** Start of RECORDS PROVIDED **
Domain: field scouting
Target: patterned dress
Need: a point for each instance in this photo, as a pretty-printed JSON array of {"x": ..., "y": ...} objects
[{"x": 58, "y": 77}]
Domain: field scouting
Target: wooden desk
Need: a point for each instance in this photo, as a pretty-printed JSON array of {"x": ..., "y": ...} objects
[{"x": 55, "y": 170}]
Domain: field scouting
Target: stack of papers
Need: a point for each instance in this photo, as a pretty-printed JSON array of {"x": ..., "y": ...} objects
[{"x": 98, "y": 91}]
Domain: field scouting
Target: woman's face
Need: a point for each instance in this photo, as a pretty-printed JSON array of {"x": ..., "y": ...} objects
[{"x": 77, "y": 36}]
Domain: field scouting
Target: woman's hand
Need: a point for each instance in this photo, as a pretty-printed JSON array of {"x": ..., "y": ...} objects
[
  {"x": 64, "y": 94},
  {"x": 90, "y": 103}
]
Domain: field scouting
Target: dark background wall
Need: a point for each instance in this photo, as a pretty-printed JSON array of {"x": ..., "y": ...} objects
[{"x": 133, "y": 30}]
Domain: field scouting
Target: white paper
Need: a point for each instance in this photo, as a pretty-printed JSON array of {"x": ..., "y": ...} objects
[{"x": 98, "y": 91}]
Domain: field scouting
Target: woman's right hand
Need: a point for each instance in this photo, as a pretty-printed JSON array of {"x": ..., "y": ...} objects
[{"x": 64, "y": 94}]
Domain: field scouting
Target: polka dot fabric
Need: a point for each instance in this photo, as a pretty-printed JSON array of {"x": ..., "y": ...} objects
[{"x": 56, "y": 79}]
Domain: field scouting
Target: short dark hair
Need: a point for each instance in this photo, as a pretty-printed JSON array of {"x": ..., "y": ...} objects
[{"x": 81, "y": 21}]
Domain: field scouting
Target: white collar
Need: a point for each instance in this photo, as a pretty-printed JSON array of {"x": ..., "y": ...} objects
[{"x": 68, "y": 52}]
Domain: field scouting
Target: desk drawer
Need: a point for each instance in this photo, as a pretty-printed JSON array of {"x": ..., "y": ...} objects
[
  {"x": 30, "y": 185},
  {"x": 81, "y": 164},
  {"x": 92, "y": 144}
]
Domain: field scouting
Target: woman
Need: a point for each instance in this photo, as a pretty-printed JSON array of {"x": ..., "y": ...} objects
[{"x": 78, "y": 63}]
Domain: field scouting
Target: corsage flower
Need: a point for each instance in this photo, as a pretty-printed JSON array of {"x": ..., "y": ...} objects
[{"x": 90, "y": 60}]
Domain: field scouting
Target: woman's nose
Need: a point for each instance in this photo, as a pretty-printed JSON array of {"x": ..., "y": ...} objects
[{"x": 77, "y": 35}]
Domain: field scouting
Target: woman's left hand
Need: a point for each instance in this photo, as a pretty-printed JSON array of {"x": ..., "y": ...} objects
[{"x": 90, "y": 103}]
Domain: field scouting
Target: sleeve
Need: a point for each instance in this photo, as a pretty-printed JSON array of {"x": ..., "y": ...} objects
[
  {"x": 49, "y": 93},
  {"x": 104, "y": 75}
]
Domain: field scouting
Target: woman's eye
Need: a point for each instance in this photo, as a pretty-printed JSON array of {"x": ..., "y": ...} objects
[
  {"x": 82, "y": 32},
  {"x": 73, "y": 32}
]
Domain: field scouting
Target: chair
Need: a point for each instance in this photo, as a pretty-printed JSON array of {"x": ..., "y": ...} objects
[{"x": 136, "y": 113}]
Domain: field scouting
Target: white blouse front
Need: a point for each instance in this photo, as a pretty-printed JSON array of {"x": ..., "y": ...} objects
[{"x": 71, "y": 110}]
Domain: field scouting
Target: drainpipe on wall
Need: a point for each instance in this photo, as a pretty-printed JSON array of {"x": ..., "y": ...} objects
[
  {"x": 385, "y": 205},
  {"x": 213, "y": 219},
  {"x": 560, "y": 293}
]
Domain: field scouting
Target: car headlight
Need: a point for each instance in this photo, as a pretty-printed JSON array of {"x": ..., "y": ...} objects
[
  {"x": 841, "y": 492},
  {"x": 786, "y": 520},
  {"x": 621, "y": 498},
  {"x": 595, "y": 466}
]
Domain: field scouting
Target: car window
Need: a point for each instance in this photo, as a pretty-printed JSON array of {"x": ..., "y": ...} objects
** End of RECORDS PROVIDED **
» **EXERCISE GOAL**
Exactly as they are written, print the entries again.

» **ANSWER TO THE PROBLEM**
Domain: field scouting
Target: patterned dress
Need: a point for each instance in this photo, as a pretty-printed JSON array of {"x": ..., "y": ...} objects
[{"x": 58, "y": 77}]
Domain: field scouting
Target: wooden desk
Need: a point for each instance in this photo, as a pretty-printed JSON array of {"x": ..., "y": ...} objects
[{"x": 55, "y": 170}]
Domain: field scouting
Target: stack of papers
Need: a point for each instance in this photo, as a pretty-printed JSON array of {"x": ..., "y": ...} objects
[{"x": 98, "y": 91}]
Domain: field scouting
Target: woman's face
Need: a point for each instance in this photo, as a pretty-printed JSON array of {"x": ..., "y": ...} objects
[{"x": 77, "y": 36}]
Domain: field scouting
Target: woman's hand
Need: a point for each instance in this photo, as a pretty-printed JSON array of {"x": ..., "y": ...} objects
[
  {"x": 64, "y": 94},
  {"x": 90, "y": 103}
]
Domain: field scouting
Target: dark background wall
Need: a point for each instance in this photo, as a pretty-printed JSON array of {"x": ..., "y": ...} objects
[{"x": 133, "y": 30}]
Domain: field scouting
Target: white paper
Need: a point for each instance in this photo, as a pretty-printed JSON array of {"x": ..., "y": ...} objects
[{"x": 98, "y": 91}]
Domain: field scouting
Target: woman's right hand
Need: a point for each instance in this photo, as a pretty-printed JSON array of {"x": ..., "y": ...} objects
[{"x": 64, "y": 94}]
Domain: field scouting
Target: polka dot fabric
Need: a point for each instance in this photo, as a pretty-printed JSON array of {"x": ..., "y": ...} objects
[{"x": 56, "y": 79}]
Domain: field scouting
Target: short dark hair
Need: a point for each instance in this photo, as a pretty-printed JSON array of {"x": ..., "y": ...} objects
[{"x": 81, "y": 21}]
Domain: field scouting
Target: white collar
Need: a point for each instance in this photo, as a pretty-printed JSON array of {"x": ..., "y": ...} objects
[{"x": 68, "y": 52}]
Domain: field scouting
Target: desk drawer
Need: a point for each instance in this photo, as a pretty-printed JSON array of {"x": ..., "y": ...} objects
[
  {"x": 30, "y": 185},
  {"x": 81, "y": 164},
  {"x": 92, "y": 144}
]
Domain: field scouting
Target: woman
Need: a point for each instance in this photo, as a pretty-printed JSON array of {"x": ..., "y": ...} objects
[{"x": 78, "y": 63}]
Domain: field scouting
Target: corsage flower
Need: a point for each instance in this photo, as a pretty-printed JSON array of {"x": ..., "y": ...} objects
[{"x": 90, "y": 60}]
Domain: field scouting
Target: woman's nose
Need: a point for each instance in this photo, as a pretty-printed JSON array of {"x": ..., "y": ...} objects
[{"x": 77, "y": 35}]
Domain: field scouting
Target: woman's left hand
Need: a point for each instance in this photo, as a pretty-printed JSON array of {"x": ..., "y": ...} objects
[{"x": 90, "y": 103}]
Domain: field scouting
Target: sleeve
Need: a point for each instance in this photo, as a pretty-printed JSON array of {"x": ..., "y": ...} objects
[
  {"x": 49, "y": 93},
  {"x": 104, "y": 75}
]
Domain: field scouting
Target: woman's eye
Need: a point for each instance in this photo, as a pretty-printed JSON array of {"x": ..., "y": ...} objects
[
  {"x": 82, "y": 32},
  {"x": 73, "y": 32}
]
Domain: field scouting
Target: chair
Need: a point for each instance in this photo, as a pretty-printed JSON array of {"x": ..., "y": ...} objects
[{"x": 136, "y": 113}]
Domain: field scouting
Target: white blouse front
Need: a point for each instance in this photo, as a pretty-printed JSON array of {"x": ..., "y": ...} objects
[{"x": 71, "y": 110}]
Domain: field scouting
Target: drainpipe on wall
Need: a point for each instance in this photo, as a pretty-printed JSON array of {"x": ..., "y": ...} objects
[
  {"x": 385, "y": 205},
  {"x": 213, "y": 219},
  {"x": 560, "y": 293}
]
Domain: field scouting
Target: car headlight
Need: a point for each instance in this photo, as a pretty-printed JSON array of {"x": ..., "y": ...} objects
[
  {"x": 841, "y": 492},
  {"x": 786, "y": 520},
  {"x": 621, "y": 498},
  {"x": 595, "y": 466}
]
Domain: field scouting
Target: car window
Need: a point for each instance in this photo, as a pretty-printed JSON array of {"x": ..., "y": ...} objects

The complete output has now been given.